++++ Data supplied ++++

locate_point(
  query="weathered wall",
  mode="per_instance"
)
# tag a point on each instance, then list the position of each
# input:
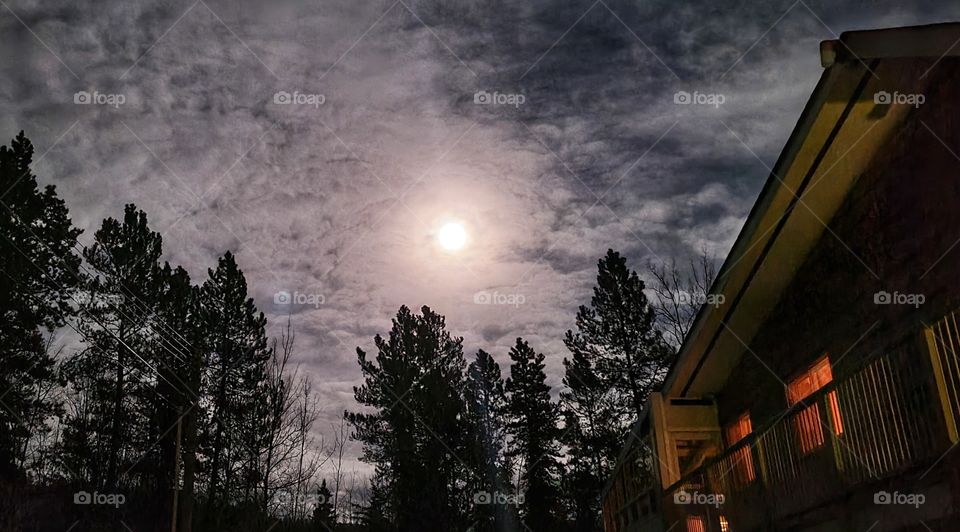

++++

_What is being asked_
Repeat the rows above with "weathered wall" switched to "cracked wall" and nothing else changed. Leave the pictures out of your answer.

_Problem solution_
locate_point(
  query="cracked wall",
  mode="per_instance"
)
# tag a point on each instance, then list the position of each
# input:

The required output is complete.